*AIM OF THE EXERCISE*. Repeat each entry below exactly.

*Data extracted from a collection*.
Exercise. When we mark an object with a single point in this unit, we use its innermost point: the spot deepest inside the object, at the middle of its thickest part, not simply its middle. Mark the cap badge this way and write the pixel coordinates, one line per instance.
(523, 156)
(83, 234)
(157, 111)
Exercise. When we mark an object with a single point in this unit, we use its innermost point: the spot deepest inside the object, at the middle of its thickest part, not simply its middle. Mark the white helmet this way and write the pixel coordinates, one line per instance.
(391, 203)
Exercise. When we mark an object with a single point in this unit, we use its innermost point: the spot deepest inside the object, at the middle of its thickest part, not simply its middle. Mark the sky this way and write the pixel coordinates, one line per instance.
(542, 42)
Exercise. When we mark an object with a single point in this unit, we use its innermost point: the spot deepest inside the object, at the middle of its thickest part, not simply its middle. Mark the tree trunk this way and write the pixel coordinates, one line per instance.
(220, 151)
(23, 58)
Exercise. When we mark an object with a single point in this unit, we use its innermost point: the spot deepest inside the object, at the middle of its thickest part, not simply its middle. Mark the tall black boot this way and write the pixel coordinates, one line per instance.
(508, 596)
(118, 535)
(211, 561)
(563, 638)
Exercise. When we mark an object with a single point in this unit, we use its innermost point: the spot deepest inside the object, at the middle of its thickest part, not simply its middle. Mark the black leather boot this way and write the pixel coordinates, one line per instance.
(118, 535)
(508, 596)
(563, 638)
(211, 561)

*RESPONSE*.
Exercise. When we mark an object with a single point in this unit, we use its innermost point: the spot deepest inside the object, at the middle of its thickest part, not simply its middle. Mark the cap badge this way and write the pixel coordinates, one line per instance.
(523, 156)
(83, 234)
(157, 111)
Exercise. When we mark an object with a single point in this unit, we use its innermost point: the spot deepest inside the object, at the middle of its thickest part, not simply its middle. Mark the white helmet this way and write the pixel coordinates, one line per instance.
(391, 203)
Exercise. When we mark an object with a single point in this unit, we use its innermost point: the spot deepest inside the object, at the middle of its thickest part, not simply its middle. Mark the sky this way and write the pixel coordinates, one line per instance.
(542, 42)
Exercise. When we mark an object with a single point in this unit, we use its innermost point: the spot deepest inside the object, at the middle of its thickest part, not simply its middle. Mark the tree trunk this way and write the pixel coordinates, one line per instance.
(220, 151)
(23, 58)
Exercise. When we mark an object with a single point in this unit, we use its innermost point: the spot deepest inside the object, at the middle of its thickest part, not simply its middle. Mark the tall black boot this way and write the pixel coordinates, one line per instance.
(508, 596)
(118, 535)
(211, 561)
(563, 638)
Exercise. When we mark an object with a single point in this unit, we use its innermost point: the spot deepest inside the object, at the middle of its thickest part, not simply its middle. Mark the black leather boot this way and write the pixel coordinates, one line per instance.
(118, 535)
(508, 596)
(563, 638)
(211, 561)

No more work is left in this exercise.